Collected data entries:
*-*-*
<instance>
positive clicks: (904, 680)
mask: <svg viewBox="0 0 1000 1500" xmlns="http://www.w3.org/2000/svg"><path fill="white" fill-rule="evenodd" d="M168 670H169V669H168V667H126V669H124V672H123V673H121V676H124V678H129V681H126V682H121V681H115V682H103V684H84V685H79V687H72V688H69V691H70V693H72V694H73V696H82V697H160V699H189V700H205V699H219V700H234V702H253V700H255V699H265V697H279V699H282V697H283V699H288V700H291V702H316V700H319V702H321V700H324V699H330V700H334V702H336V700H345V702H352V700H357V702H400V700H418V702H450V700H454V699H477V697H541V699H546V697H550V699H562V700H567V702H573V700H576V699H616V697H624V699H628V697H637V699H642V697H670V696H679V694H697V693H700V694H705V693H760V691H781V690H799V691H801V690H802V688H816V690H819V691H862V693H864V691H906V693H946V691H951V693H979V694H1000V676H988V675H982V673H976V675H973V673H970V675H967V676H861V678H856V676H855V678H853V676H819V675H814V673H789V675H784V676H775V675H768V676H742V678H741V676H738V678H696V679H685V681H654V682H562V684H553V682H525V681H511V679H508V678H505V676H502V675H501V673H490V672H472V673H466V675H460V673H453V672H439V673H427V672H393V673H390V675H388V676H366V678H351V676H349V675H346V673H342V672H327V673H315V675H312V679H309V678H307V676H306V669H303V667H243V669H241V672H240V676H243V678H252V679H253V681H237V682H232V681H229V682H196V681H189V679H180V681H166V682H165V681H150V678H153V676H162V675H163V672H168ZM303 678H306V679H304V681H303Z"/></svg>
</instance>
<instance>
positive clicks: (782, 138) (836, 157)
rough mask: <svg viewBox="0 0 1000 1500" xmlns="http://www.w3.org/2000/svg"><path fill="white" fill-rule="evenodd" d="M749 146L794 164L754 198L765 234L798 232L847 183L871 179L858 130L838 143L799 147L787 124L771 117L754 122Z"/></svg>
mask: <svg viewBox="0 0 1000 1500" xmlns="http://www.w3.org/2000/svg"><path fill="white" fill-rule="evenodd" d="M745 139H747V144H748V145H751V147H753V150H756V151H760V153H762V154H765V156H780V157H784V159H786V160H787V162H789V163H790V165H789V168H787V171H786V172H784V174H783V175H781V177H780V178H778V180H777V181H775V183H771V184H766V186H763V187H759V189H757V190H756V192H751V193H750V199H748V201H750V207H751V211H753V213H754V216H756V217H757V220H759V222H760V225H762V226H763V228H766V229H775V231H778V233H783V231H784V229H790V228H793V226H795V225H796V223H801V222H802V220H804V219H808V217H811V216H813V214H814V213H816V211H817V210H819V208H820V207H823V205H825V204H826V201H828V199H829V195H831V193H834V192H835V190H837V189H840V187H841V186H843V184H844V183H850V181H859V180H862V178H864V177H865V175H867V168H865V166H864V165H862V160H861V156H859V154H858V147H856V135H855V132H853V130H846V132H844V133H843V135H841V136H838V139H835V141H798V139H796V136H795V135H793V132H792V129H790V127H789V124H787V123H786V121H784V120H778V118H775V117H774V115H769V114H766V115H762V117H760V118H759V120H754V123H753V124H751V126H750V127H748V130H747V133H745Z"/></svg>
*-*-*
Task requirements: Output every entry word for word.

Response box:
<instance>
positive clicks: (904, 680)
mask: <svg viewBox="0 0 1000 1500" xmlns="http://www.w3.org/2000/svg"><path fill="white" fill-rule="evenodd" d="M168 670H169V669H168V667H126V669H124V672H123V673H121V676H124V678H129V681H126V682H121V681H115V682H103V684H84V685H79V687H72V688H69V691H70V693H72V694H73V696H82V697H160V699H189V700H205V699H219V700H234V702H253V700H255V699H265V697H279V699H282V697H283V699H288V700H291V702H316V700H319V702H321V700H324V699H330V700H334V702H336V700H345V702H352V700H357V702H400V700H418V702H450V700H454V699H477V697H541V699H546V697H550V699H562V700H567V702H573V700H576V699H616V697H624V699H628V697H637V699H642V697H670V696H679V694H697V693H700V694H705V693H760V691H781V690H799V691H801V690H802V688H816V690H819V691H862V693H864V691H906V693H946V691H951V693H979V694H1000V676H988V675H982V673H976V675H973V673H970V675H967V676H861V678H856V676H855V678H853V676H819V675H814V673H789V675H784V676H775V675H768V676H742V678H741V676H738V678H696V679H685V681H654V682H562V684H553V682H525V681H511V679H508V678H505V676H502V675H501V673H490V672H472V673H466V675H460V673H453V672H439V673H427V672H393V673H390V675H388V676H366V678H351V676H349V675H346V673H342V672H327V673H315V675H312V679H309V678H307V676H306V669H303V667H243V669H241V672H240V676H243V678H252V679H253V681H237V682H232V681H229V682H196V681H189V679H180V681H166V682H165V681H150V678H153V676H162V675H163V672H168ZM303 678H306V679H304V681H303Z"/></svg>
</instance>
<instance>
positive clicks: (782, 138) (836, 157)
rough mask: <svg viewBox="0 0 1000 1500" xmlns="http://www.w3.org/2000/svg"><path fill="white" fill-rule="evenodd" d="M749 146L794 164L754 198L765 234L798 232L847 183L871 179L858 130L838 143L799 147L787 124L771 117L754 122Z"/></svg>
mask: <svg viewBox="0 0 1000 1500" xmlns="http://www.w3.org/2000/svg"><path fill="white" fill-rule="evenodd" d="M745 139H747V144H748V145H751V147H753V150H756V151H760V153H762V154H765V156H780V157H784V159H786V160H787V162H789V163H790V165H789V168H787V171H786V172H784V174H783V175H781V177H780V178H778V180H777V181H775V183H771V184H766V186H763V187H759V189H757V190H756V192H751V193H750V199H748V201H750V207H751V211H753V213H754V216H756V217H757V220H759V222H760V225H762V226H763V228H766V229H775V231H778V233H783V231H784V229H790V228H793V226H795V225H796V223H801V222H802V220H804V219H808V217H811V216H813V214H814V213H816V211H817V210H819V208H820V207H823V205H825V204H826V201H828V199H829V195H831V193H834V192H835V190H837V189H840V187H841V186H843V184H844V183H850V181H859V180H862V178H864V177H865V175H867V168H865V166H864V165H862V160H861V156H859V154H858V147H856V135H855V132H853V130H846V132H844V133H843V135H841V136H838V139H835V141H798V139H796V136H795V135H793V132H792V129H790V127H789V124H787V123H786V121H784V120H778V118H775V117H774V115H769V114H766V115H762V117H760V118H759V120H754V123H753V124H751V126H750V127H748V130H747V133H745Z"/></svg>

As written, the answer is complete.